Exercise requirements
Every line of the entries below from the one containing "Query: countertop edge" to the one containing "Query: black electric range", both ends included, must be written out exactly. No other line belongs in the answer.

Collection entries
☆ ☆ ☆ ☆
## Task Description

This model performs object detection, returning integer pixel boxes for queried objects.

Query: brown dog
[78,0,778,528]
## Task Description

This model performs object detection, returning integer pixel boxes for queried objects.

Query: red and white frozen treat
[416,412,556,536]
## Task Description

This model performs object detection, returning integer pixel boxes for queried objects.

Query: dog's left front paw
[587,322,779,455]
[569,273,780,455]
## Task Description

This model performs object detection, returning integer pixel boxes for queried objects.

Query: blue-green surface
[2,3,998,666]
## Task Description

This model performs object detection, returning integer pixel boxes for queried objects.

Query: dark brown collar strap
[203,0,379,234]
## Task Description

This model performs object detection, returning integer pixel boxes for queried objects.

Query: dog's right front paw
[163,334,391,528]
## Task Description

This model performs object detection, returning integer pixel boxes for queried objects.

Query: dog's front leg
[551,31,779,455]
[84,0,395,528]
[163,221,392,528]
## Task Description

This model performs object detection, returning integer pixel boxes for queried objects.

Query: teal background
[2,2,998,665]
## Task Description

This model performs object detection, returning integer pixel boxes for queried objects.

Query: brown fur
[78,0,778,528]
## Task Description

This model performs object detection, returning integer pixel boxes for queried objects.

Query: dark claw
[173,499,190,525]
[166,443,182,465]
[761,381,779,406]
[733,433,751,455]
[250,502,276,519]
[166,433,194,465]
☆ ☆ ☆ ☆
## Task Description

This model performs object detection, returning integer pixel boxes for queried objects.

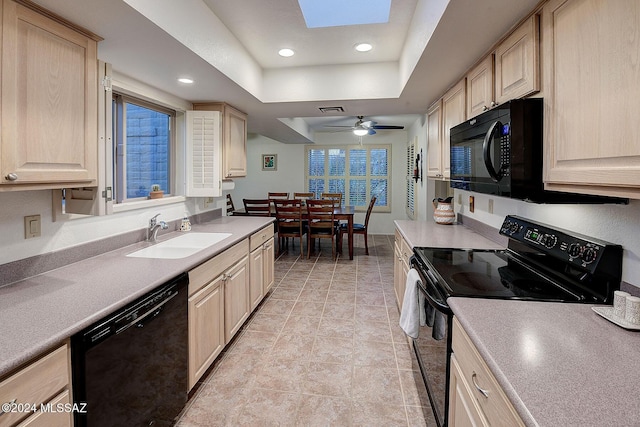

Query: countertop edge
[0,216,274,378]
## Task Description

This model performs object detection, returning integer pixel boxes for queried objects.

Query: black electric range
☆ ☆ ☆ ☆
Task output
Query: countertop edge
[0,216,274,378]
## Task Description

This model performs object detection, returning integer pixel boxes for queried objects.

Query: black electric range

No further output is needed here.